* _DOCUMENT SECTION_
- - - -

Write An Oscar-Winning Movie in 4 Easy Steps

As we recently discussed, The Academy Award Best Picture nominees are beginning to look, well, a little lame. Today we are here to tell you why!

If all the Oscar nominees seem a little formulaic to you, that's just because all the Oscar Nominees follow one very simple formula. The MindHut is proud to announce that we have discovered the SUPER SECRET AND DEFINITELY NOT FAKE movie-making algorithm that all the top studios use to infiltrate the Oscars year after year.

We encourage you to take advantage of this simple, four-part algorithm before Hollywood spin-doctor Internet spies hijack this page and silence the truth. So bust out your favorite 20-sided die (or roll this digital one if don't carry your own 24/7. Weirdo.), grab a pen, and get ready to write your own Best Picture nominee!

Part One: The Lead Actor
First, roll to determine which of Hollywood's favorite actors will handle the leading roll in your upcoming blockbuster. This handsome mug will be the [A] value in our algorithm, so write it down!

1.    George Clooney
2.    Tom Hanks
3.    Brad Pitt
4.    Philip Seymour Hoffman
5.    Sean Penn
6.    Adrian Brody
7.    Morgan Freeman
8.    Tim Robbins
9.    Denzel Washington
10.  Leonardo DiCaprio
11.   Maaaaatt Daaaaamon
12.   Don Cheadle
13.   Clive Owen
14.   Alec Baldwin
15.   Jeff Bridges
16.   Clint Eastwood
17.   Jack Nicholson
18.   Paul Giamatti
19.   Daniel Day-Lewis
20.  Ben Kingsley

Part Two: The Lead Actress
Nice! Now, roll for a leading actress to strut and/or cry and/or defiantly champion the kinship of all living things alongside her prime cut of man meat. She'll be the [B] input in our equation.

- - - -

* _SHORT TASK 1_
Duplicate the passage of the Oscar-movie article from "We encourage you" to "write it down!".
* _SHORT TASK 2_
Answer these questions about the Oscar-movie article:
(a) What kind of die does the article tell the reader to bring out?
(b) Which value in the algorithm does the lead actor supply?
(c) Which input in the equation does the lead actress supply?
* _SHORT TASK 3_
Resume the Oscar-movie article after its final sentence, continuing in the same style.

* _Recorded data_
- - - -

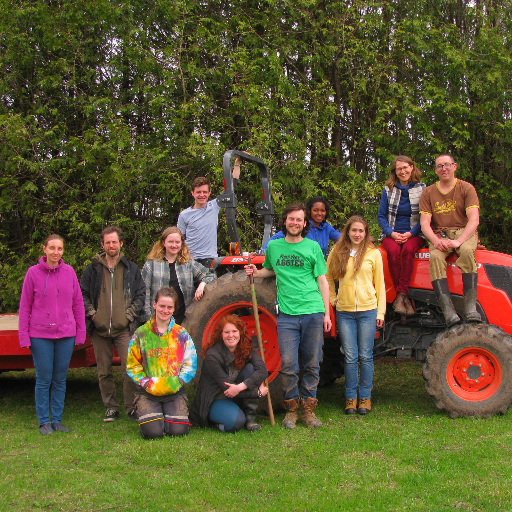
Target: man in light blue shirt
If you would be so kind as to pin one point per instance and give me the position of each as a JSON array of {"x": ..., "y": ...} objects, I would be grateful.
[{"x": 199, "y": 222}]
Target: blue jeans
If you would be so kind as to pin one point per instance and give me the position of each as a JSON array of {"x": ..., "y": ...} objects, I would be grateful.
[
  {"x": 227, "y": 413},
  {"x": 51, "y": 361},
  {"x": 357, "y": 333},
  {"x": 300, "y": 336}
]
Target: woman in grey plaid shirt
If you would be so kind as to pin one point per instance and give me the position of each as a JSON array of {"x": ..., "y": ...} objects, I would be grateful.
[{"x": 169, "y": 263}]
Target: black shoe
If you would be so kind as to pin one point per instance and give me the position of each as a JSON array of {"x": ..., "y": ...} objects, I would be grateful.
[
  {"x": 111, "y": 415},
  {"x": 59, "y": 427},
  {"x": 46, "y": 429}
]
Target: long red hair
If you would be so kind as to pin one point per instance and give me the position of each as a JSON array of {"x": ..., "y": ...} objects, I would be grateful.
[{"x": 244, "y": 347}]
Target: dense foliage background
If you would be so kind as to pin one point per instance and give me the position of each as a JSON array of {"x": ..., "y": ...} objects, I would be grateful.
[{"x": 109, "y": 109}]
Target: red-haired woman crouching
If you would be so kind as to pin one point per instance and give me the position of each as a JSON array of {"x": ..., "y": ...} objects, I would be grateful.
[{"x": 231, "y": 380}]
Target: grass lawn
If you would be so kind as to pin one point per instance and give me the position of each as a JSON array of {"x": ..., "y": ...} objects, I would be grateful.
[{"x": 404, "y": 456}]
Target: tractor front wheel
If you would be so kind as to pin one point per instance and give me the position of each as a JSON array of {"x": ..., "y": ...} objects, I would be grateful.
[{"x": 468, "y": 371}]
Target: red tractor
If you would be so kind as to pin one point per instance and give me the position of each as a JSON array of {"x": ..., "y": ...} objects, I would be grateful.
[{"x": 467, "y": 368}]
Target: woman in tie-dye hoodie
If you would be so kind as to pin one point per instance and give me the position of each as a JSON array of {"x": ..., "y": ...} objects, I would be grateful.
[{"x": 161, "y": 359}]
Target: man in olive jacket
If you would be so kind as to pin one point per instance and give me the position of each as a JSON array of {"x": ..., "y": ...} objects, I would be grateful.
[{"x": 114, "y": 293}]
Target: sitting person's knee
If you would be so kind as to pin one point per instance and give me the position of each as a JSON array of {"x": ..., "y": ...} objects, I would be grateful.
[
  {"x": 177, "y": 429},
  {"x": 152, "y": 430}
]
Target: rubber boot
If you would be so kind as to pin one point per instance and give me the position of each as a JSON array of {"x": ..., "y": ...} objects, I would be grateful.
[
  {"x": 409, "y": 310},
  {"x": 250, "y": 405},
  {"x": 292, "y": 413},
  {"x": 308, "y": 415},
  {"x": 444, "y": 299},
  {"x": 398, "y": 304},
  {"x": 469, "y": 282}
]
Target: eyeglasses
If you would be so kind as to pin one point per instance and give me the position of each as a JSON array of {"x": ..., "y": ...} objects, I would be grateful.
[{"x": 440, "y": 167}]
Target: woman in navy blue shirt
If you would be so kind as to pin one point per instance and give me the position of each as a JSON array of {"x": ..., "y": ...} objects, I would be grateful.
[{"x": 399, "y": 220}]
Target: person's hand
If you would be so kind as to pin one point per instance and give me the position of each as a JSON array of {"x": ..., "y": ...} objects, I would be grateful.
[
  {"x": 327, "y": 322},
  {"x": 398, "y": 237},
  {"x": 441, "y": 244},
  {"x": 453, "y": 244},
  {"x": 263, "y": 389},
  {"x": 233, "y": 389},
  {"x": 199, "y": 292},
  {"x": 251, "y": 269}
]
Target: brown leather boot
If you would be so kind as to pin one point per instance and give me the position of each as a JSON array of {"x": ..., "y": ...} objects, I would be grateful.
[
  {"x": 365, "y": 406},
  {"x": 249, "y": 406},
  {"x": 308, "y": 416},
  {"x": 292, "y": 413},
  {"x": 409, "y": 310},
  {"x": 351, "y": 406},
  {"x": 399, "y": 305}
]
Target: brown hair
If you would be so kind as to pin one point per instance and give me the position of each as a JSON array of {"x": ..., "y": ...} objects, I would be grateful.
[
  {"x": 158, "y": 250},
  {"x": 446, "y": 154},
  {"x": 53, "y": 236},
  {"x": 293, "y": 208},
  {"x": 200, "y": 181},
  {"x": 393, "y": 179},
  {"x": 244, "y": 346},
  {"x": 341, "y": 250},
  {"x": 112, "y": 229},
  {"x": 166, "y": 291}
]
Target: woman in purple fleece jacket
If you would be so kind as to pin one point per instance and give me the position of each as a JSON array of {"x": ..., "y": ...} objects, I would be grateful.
[{"x": 51, "y": 321}]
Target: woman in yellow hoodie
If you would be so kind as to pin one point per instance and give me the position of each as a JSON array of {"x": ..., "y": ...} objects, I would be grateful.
[{"x": 356, "y": 265}]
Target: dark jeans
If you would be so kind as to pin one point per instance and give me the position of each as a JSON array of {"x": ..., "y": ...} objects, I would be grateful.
[
  {"x": 162, "y": 415},
  {"x": 51, "y": 361},
  {"x": 227, "y": 413},
  {"x": 300, "y": 336},
  {"x": 103, "y": 350}
]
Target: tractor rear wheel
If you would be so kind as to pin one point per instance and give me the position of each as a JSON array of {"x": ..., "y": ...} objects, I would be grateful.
[
  {"x": 231, "y": 295},
  {"x": 468, "y": 371}
]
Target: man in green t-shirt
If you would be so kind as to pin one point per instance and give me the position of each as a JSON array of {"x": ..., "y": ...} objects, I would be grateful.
[
  {"x": 450, "y": 214},
  {"x": 303, "y": 299}
]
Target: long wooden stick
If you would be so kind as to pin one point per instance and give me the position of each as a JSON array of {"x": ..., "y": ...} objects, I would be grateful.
[{"x": 260, "y": 341}]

- - - -

* _REPLY 1_
We encourage you to take advantage of this simple, four-part algorithm before Hollywood spin-doctor Internet spies hijack this page and silence the truth. So bust out your favorite 20-sided die (or roll this digital one if don't carry your own 24/7. Weirdo.), grab a pen, and get ready to write your own Best Picture nominee!

Part One: The Lead Actor
First, roll to determine which of Hollywood's favorite actors will handle the leading roll in your upcoming blockbuster. This handsome mug will be the [A] value in our algorithm, so write it down!

* _REPLY 2_
(a) A 20-sided die
(b) The [A] value
(c) The [B] input

* _REPLY 3_
1.    Sandra Bullock
2.    Meryl Streep
3.    Gwyneth Paltrow
4.    Cate Blanchett
5.    Hilary Swank
6.    Susan Sarandon
7.    Meryl Streep
8.    Dame Judi Dench
9.    Helen Mirren
10.   Julia Roberts
11.    Meryl Streep
12.    Kate Winslet
13.    Michelle Williams
14.    Meryl Streep
15.    Halle Berry
16.    Snooki
17.    Meryl Streep
18.    Meryl Streep
19.    Meryl Streep
20.   John Travolta in drag

Part Three: The Wildcard
Good pick. We can tell, this is going to be one sexxxy movie. Okay, time to find your input [C], who will play the Supporting Wildcard. This is a super important role, as the wildcard is usually responsible for love triangle complication, comic relief, and unnecessary nudity. They might even get a Best Supporting Actor nom if they do all three! Here are your choices:

1.    Jonah Hill
2.    Renee Zelwegger
3.    Paul Giamatti
4.    Jennifer Aniston
5.    Jesse Eisenberg
6.    Charlie Day
7.    Queen Latifah
8.    Sir Paul McCartney
9.    Joseph Gordon-Levitt
10.    Oprah
11.    Steve Buscemi
12.    James Franco
13.    Kristen Wiig
14.    Matthew McConnaughey
15.    Emma Stone
16.    Charlie Sheen
17.    Jessica Alba
18.    Will Smith's son and/or daughter
19.    Pam from The Office
20.    a cartoon monkey

Part Four: The Plot Skeleton
With our star-studded cast in place, all that remains is plugging their names into one of these time-tested, crowd-pleasing narrative archetypes. Roll one more time, and you, buddy, have got the next Best Picture on your hands.

  1. [A] is an important lawyer who's working on a big case that will reclassify destitute children as "livestock" fit for fast food production, until [B] comes along to change the way he sees the world as he knows it. [C] guest stars as the crooked judge.
  2. Through a series of tangentially-linked vignettes, [A] and [B] cure racism in America. [C] guest stars as the crazy hobo with a heart of gold.
  3. [A] dies in a national tragedy, leaving behind for his beloved daughter [B] only a mysterious grocery list. With the help of [C], a local pariah and petty shoplifter, [B] finds the list items through a crazy cross-city romp, then finds herself.
  4. [A] is a disgraced football player who breaks into the world of ballet coaching after witnessing a chance performance by the tenacious young [B]. They form an inseparable bond while training to defeat international ballet champion, [C].
  5. [A] and [B] are rival Hollywood actors who fall in love as the game-changing advent of CG imagery is introduced as the new studio standard, threatening to put them out of the job. [C] voices a famous computer-generated prune.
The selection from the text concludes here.